§ Complete the following:
(1) Decide whether each statement agrees with the directors' report, answering yes or no and quoting the words that settle it: (a) The recommended dividend is Rs. 2.50 per equity share. (b) Shri Hari Shankarji Singhania became Chairman of the Board in 1951. (c) Mining showed positive growth in FY 13.
(2) Copy the directors' report from "The Board of Directors at" to "commend their reappointment.".

§ Passage given:
━━━━━━━━━━━━━━━━━━━━

The Directors are pleased to recommend a dividend of Rs. 2.50 per Equity Share of Rs. 5 each (50%) for the year ended 31st March 2013. The Dividend outgo would amount to Rs. 34.28 crore (inclusive of Dividend Distribution Tax of Rs. 5 crore). The Dividend subject to approval at the AGM on 2nd August 2013, will be paid to those members whose names appear on the Register of Members as on the date of book closure for the AGM.

DIRECTORS

Your Directors express their profound grief and sorrow on the sad demise of Shri Hari Shankarji Singhania on 22nd February 2013. Shri Singhania joined the Board of Directors of the Company in the year 1951. He became Chairman of the Board in the year 1975 and continued ever since. Shri Hari Shankar ji who joined J.K. Organisation at the young age of 18 years learned the ropes of business under his illustrious father late Lala Lakshmipatji. Shri Singhania held several positions before assuming the Chairmanship of various JK Group of Companies. Shri Singhania contributed immensely not only in the growth of your Company but also in the growth of industrialization and economic development of India. In recognition, he received numerous prestigious National & International awards. Your Directors pay their respectful homage and tribute to this extraordinary human being, a great leader, an iconic industrialist and a leading statesman.

The Board of Directors at their meeting held on 29th May 2013, appointed Shri Bharat Hari Singhania as the Chairman & Managing Director and Smt Vinita Singhania as Vice Chairman & Managing Director of the Board of Directors of the Company.

Shri N.G. Khaitan, Shri S.K. Wali and Shri B.V. Bhargava, retire by rotation at the ensuing Annual General Meeting of the Company and being eligible, have offered themselves for re-appointment. The Board commend their reappointment.

INDUSTRY SCENARIO

The quick estimates released by the Central Statistics Office under the Ministry of Statistics & Programme Implementation show cumulative growth in industrial production of a meager 1% in FY 13 over FY 12. Within the indices for industrial production, while the mining showed a negative growth of 2.5%, the growth in manufacturing & electricity was 1.2% and 4% respectively. A deeper analysis of data reveals that most of the growth in manufacturing has come from consumer non- durables like apparels, textiles, footwear etc. Other sectors in manufacturing like consumer non- durables and capital goods have either recorded a marginal growth or negative growth during FY 13 over FY 12.

━━━━━━━━━━━━━━━━━━━━

(Dataset entries)
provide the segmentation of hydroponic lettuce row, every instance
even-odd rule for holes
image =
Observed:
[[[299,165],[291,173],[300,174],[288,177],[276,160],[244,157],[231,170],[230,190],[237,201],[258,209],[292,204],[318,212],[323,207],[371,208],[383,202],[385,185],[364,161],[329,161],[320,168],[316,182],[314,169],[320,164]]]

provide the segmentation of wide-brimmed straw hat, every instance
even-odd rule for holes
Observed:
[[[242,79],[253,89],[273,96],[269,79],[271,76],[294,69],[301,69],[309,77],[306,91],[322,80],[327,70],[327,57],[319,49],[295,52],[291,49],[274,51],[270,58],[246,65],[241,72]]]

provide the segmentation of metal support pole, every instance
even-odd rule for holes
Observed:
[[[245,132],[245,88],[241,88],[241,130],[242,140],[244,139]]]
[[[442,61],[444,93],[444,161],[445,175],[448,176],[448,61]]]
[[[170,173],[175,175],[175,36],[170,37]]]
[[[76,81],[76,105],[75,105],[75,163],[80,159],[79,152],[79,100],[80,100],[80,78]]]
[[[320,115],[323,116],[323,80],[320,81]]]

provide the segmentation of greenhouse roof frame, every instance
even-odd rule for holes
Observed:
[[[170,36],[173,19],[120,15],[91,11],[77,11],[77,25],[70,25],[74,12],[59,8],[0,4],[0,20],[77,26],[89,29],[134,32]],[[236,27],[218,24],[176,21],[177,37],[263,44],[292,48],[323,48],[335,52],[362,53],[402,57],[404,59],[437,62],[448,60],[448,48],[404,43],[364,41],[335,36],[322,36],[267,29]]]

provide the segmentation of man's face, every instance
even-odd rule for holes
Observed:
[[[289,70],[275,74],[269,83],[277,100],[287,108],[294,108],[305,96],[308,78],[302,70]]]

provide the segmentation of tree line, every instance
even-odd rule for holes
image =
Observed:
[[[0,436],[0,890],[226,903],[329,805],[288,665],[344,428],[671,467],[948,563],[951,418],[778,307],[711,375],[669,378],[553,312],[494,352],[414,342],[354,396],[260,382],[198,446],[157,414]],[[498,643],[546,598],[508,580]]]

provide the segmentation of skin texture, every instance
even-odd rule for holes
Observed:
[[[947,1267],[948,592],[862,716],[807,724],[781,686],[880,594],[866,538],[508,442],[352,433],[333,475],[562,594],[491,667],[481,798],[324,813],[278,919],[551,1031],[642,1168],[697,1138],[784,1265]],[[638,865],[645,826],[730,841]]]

━━━━━━━━━━━━━━━━━━━━

§ The responses:
(1)
(a) Yes: "recommend a dividend of Rs. 2.50 per Equity Share of Rs. 5 each (50%)"
(b) No: "He became Chairman of the Board in the year 1975"
(c) No: "the mining showed a negative growth of 2.5%"

(2)
The Board of Directors at their meeting held on 29th May 2013, appointed Shri Bharat Hari Singhania as the Chairman & Managing Director and Smt Vinita Singhania as Vice Chairman & Managing Director of the Board of Directors of the Company.

Shri N.G. Khaitan, Shri S.K. Wali and Shri B.V. Bhargava, retire by rotation at the ensuing Annual General Meeting of the Company and being eligible, have offered themselves for re-appointment. The Board commend their reappointment.